┌────────

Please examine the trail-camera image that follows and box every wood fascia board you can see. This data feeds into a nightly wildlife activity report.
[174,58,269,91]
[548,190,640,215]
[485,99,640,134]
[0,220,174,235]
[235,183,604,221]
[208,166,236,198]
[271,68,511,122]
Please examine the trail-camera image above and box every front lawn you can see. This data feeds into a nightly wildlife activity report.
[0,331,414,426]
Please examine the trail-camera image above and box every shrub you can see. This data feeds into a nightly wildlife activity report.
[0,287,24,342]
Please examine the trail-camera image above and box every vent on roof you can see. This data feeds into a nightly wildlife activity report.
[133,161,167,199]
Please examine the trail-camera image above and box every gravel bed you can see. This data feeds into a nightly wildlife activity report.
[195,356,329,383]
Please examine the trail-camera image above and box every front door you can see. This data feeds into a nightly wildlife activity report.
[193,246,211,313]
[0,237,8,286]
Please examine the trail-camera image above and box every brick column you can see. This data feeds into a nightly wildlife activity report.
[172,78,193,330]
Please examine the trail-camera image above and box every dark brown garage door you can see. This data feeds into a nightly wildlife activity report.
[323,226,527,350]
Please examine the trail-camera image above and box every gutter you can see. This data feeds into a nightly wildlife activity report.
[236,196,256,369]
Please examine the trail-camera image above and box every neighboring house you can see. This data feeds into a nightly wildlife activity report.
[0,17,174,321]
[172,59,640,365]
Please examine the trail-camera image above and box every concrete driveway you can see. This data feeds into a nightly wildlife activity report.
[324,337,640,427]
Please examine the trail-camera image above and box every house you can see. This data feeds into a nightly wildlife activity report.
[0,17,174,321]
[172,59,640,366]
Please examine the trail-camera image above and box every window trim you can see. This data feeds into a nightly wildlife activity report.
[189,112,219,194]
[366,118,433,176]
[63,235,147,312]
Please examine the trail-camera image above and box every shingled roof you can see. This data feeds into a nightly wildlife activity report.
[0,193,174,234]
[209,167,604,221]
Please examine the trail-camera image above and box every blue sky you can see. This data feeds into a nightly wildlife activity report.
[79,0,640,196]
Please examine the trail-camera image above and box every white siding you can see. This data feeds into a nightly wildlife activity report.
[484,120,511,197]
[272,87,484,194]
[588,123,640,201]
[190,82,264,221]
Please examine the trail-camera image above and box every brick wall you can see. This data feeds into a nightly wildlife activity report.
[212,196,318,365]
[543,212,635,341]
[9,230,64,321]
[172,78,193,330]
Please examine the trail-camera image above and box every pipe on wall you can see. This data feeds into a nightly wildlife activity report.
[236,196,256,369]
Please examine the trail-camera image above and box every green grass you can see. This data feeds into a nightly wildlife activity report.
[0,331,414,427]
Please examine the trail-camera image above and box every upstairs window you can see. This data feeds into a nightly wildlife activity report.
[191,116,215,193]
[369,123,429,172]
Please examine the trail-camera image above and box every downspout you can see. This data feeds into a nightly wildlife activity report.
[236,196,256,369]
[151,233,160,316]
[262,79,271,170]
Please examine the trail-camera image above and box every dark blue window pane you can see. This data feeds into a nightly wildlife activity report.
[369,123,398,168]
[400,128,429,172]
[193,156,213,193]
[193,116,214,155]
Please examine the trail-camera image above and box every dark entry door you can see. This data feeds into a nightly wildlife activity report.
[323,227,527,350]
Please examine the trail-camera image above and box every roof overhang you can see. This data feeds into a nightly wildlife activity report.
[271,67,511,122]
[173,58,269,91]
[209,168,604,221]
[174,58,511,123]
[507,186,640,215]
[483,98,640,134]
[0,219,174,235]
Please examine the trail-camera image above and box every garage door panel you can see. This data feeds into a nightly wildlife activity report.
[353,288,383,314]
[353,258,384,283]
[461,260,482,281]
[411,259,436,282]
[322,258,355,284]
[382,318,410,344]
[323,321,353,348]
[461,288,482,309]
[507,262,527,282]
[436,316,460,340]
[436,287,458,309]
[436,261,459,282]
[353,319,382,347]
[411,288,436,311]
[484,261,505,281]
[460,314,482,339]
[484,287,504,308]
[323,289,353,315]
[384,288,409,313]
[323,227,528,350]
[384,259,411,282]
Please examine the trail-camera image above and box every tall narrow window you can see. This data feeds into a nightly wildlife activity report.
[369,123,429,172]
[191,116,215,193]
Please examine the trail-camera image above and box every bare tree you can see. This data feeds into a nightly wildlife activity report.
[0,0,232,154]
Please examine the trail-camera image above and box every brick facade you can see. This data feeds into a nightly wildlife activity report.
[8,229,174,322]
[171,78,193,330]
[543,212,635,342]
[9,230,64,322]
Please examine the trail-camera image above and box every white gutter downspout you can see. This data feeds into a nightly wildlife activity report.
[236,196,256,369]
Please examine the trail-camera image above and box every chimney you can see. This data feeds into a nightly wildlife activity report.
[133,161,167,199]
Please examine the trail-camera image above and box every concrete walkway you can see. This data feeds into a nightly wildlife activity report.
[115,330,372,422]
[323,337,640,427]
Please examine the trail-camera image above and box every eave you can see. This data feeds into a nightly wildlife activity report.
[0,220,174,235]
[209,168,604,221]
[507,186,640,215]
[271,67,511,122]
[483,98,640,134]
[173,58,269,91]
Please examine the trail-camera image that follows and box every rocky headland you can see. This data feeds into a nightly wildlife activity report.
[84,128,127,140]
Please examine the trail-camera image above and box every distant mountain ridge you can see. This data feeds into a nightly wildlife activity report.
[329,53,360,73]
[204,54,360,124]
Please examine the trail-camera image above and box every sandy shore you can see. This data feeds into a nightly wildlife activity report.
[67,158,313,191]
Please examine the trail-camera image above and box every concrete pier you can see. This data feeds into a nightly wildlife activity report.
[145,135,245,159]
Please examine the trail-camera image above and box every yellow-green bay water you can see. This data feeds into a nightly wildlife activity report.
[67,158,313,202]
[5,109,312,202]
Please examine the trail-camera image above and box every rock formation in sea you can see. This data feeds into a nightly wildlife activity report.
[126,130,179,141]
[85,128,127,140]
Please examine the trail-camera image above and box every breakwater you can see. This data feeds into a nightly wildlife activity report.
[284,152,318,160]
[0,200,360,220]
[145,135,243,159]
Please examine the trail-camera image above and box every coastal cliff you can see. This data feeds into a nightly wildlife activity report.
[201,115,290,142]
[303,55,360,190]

└────────

● PROBLEM:
Report every line of the records that contains the string "garage". Case counts.

● SOLVED EXERCISE:
Please examine the trail-camera image above and box every dark brown garage door you can see. This data feeds into a nightly wildlife activity report.
Please examine the trail-camera image above and box every garage door panel you can see. This data feeds into a nightly wildlife activity report.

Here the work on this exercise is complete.